Stored dataset items:
★ ★ ★ ★
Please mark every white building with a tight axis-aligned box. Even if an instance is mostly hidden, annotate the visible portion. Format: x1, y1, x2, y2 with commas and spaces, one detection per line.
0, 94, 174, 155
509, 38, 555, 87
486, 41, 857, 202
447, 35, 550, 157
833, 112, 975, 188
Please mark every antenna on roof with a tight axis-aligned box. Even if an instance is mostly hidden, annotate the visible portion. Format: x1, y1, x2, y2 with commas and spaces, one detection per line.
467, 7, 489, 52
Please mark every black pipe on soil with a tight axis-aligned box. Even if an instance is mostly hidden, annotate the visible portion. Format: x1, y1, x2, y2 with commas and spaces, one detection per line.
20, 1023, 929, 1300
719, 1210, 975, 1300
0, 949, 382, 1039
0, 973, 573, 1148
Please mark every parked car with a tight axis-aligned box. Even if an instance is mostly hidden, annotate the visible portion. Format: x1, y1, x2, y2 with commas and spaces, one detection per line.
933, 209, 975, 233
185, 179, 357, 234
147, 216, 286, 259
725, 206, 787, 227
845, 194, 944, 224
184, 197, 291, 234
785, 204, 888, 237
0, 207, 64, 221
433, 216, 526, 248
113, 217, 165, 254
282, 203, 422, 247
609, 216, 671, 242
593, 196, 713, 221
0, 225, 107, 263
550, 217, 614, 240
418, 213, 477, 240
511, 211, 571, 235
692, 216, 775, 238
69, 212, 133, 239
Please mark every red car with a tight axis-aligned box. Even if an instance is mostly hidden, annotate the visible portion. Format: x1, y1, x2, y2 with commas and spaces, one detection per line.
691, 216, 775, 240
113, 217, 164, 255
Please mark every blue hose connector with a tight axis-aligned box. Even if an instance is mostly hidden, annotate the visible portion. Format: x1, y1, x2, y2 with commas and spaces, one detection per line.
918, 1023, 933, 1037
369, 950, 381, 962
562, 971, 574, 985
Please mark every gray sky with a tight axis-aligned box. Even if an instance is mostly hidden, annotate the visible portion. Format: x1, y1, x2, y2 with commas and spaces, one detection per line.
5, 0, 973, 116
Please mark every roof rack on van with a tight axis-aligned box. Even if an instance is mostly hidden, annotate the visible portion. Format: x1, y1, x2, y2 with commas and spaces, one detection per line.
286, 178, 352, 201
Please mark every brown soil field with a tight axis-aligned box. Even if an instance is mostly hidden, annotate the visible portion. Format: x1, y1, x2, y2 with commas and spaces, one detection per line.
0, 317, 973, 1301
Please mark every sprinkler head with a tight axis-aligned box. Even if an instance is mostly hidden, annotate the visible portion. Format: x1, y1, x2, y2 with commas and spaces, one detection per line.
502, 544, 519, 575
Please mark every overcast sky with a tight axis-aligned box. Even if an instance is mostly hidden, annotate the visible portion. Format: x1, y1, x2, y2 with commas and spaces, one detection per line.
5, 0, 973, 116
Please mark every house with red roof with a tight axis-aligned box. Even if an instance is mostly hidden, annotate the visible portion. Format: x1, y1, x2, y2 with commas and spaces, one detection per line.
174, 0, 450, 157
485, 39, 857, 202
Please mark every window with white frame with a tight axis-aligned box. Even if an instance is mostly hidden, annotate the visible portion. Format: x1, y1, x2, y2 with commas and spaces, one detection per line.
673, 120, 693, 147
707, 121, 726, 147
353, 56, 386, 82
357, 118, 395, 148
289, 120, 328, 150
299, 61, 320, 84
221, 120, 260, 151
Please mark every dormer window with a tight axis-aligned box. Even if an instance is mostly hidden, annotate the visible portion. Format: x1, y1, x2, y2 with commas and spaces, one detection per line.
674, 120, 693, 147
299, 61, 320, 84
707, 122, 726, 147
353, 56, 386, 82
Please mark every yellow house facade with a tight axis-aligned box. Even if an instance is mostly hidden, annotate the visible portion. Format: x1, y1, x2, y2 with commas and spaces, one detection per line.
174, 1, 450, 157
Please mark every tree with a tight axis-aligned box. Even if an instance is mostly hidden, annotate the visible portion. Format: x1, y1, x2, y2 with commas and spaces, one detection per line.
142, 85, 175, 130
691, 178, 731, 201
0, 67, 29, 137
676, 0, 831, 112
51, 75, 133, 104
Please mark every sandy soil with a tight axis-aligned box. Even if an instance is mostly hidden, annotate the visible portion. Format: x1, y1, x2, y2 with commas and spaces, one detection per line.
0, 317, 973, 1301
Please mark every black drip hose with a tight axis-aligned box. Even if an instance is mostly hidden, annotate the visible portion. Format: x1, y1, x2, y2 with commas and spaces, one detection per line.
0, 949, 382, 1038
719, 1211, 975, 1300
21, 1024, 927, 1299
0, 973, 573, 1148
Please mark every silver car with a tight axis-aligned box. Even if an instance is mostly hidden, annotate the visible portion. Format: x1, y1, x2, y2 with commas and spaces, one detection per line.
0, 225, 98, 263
★ ★ ★ ★
» **Required action**: Go through the data and return every record exactly.

» **Response box**:
Please mark every white building with a tight axis-aligned box. Even if an instance is mostly hidden, annotate the visible portion. Format: x1, y1, x2, y2 with commas and spaces, one detection per line.
0, 94, 174, 155
509, 38, 555, 87
486, 41, 857, 202
447, 35, 550, 157
833, 112, 975, 188
Please mark every antenna on roof with a tight axis-aligned box. Even if an instance is mostly hidden, annotate the visible portion. Format: x1, y1, x2, y2 with commas and spaces, one detection per line.
467, 7, 489, 52
Please mark every black pipe on soil with a tight axis-aligned box. Even if an instance is mostly hidden, annotate the visible portion. Format: x1, y1, x2, y2 with commas and spaces, one detection per line.
20, 1023, 929, 1300
719, 1210, 975, 1300
0, 949, 382, 1039
0, 973, 573, 1148
Please mark every parked car with a tight axis-aligned box. Even if an instance is mostly hidden, annotate the visible portion. Format: x1, y1, x2, y2 with commas and spaces, one detection per line.
933, 209, 975, 233
185, 179, 357, 234
147, 216, 286, 259
725, 206, 787, 227
845, 194, 944, 224
184, 197, 291, 234
785, 204, 888, 237
0, 207, 64, 221
433, 216, 526, 248
113, 217, 165, 254
282, 203, 422, 247
609, 216, 671, 242
593, 196, 713, 221
0, 225, 107, 263
550, 217, 614, 240
418, 213, 477, 240
511, 211, 571, 235
692, 216, 775, 238
69, 212, 133, 239
Please mark every red car with a tight axis-aligned box. Even if an instance is mostly hidden, annotate the visible portion. Format: x1, y1, x2, y2 with commas and spaces, one detection per line.
691, 216, 775, 240
113, 217, 164, 255
Please mark every blue hose connector with a tight axis-aligned box. Even if an instance is mostly hidden, annotate the visible portion. Format: x1, y1, x2, y2 with commas and spaces, one detection per line.
918, 1023, 933, 1037
369, 950, 381, 962
562, 971, 574, 985
Please mark every gray sky with a tight axis-aligned box. Even if an instance is mostly hidden, annotate the visible portion. Format: x1, y1, x2, y2 with commas and spaces, one detection per line.
5, 0, 973, 116
Please mark every roof rack on van with a tight axis-aligned box. Even if an instance is mostly hidden, annotate the visible portion. Format: x1, y1, x2, y2 with commas and spaces, one detection per line.
286, 178, 352, 201
Please mark every brown soil field with a tight axis-aligned box. Even if an instance is mostly hidden, annotate the visible portion. Format: x1, y1, x2, y2 with commas and spaces, one detection per line.
0, 317, 973, 1301
Please mark every sprinkler head with a tight axis-aligned box. Even if an instance is mostly hidden, annotate the visible portion. Format: x1, y1, x2, y2 with commas and spaces, one detection per line.
502, 544, 519, 575
Please mark every overcast sky with a tight axis-aligned box. Even if an instance is mostly hidden, annotate the visible portion. Format: x1, y1, x2, y2 with commas and spaces, one detection per line.
5, 0, 973, 116
Please mark every house with red roof with a tight axis-aligned box. Even if an instance is mostly hidden, annotate the visible portion. Format: x1, y1, x2, y2 with commas and spaces, one detection per line.
174, 0, 450, 157
485, 39, 857, 202
Please mark every window with white frame with a tight axis-aligned box. Even if an instance is mostly hidden, annotate the visible portion. Format: x1, y1, x2, y2 with commas and spaces, one detection per line.
673, 120, 693, 147
707, 121, 726, 147
353, 56, 386, 82
357, 118, 395, 148
289, 120, 328, 150
299, 61, 320, 84
221, 120, 260, 151
Please mark every dormer window with a tight axis-aligned box. Even if an instance is mostly hidden, annotate the visible portion. Format: x1, y1, x2, y2 with commas and spaces, one detection per line.
674, 120, 693, 147
299, 61, 320, 84
707, 122, 726, 147
353, 56, 386, 82
Please mark every yellow house facade with a tight axis-aligned box. Even if an instance is mostly hidden, annotate the visible portion. Format: x1, y1, x2, y2 with commas and spaces, one detection per line.
174, 1, 450, 157
Please mark every tree with a tight axis-aligned box. Even if an instance is mostly hidden, annotate the visible portion. Format: x1, y1, x2, y2 with commas and spaces, one detection per line.
142, 85, 175, 130
691, 178, 731, 201
0, 67, 29, 137
676, 0, 831, 112
51, 75, 133, 104
Please mark every sandy soil with a tight axis-aligned box. Even if an instance is mostly hidden, annotate the visible portion. Format: x1, y1, x2, y2 with commas and spaces, one detection per line.
0, 317, 973, 1301
Please mark every black drip hose with a tight axis-aligned box. Even if an instance is mostly hidden, annotate the visible portion. Format: x1, y1, x2, y2 with commas and spaces, one detection per line.
0, 949, 382, 1038
719, 1211, 975, 1300
21, 1024, 927, 1299
0, 973, 573, 1148
Please mark every silver car with a tight axis-aligned box. Even if an instance is mostly hidden, annotate the visible portion. Format: x1, y1, x2, y2 with commas and spaces, one detection per line.
0, 225, 98, 263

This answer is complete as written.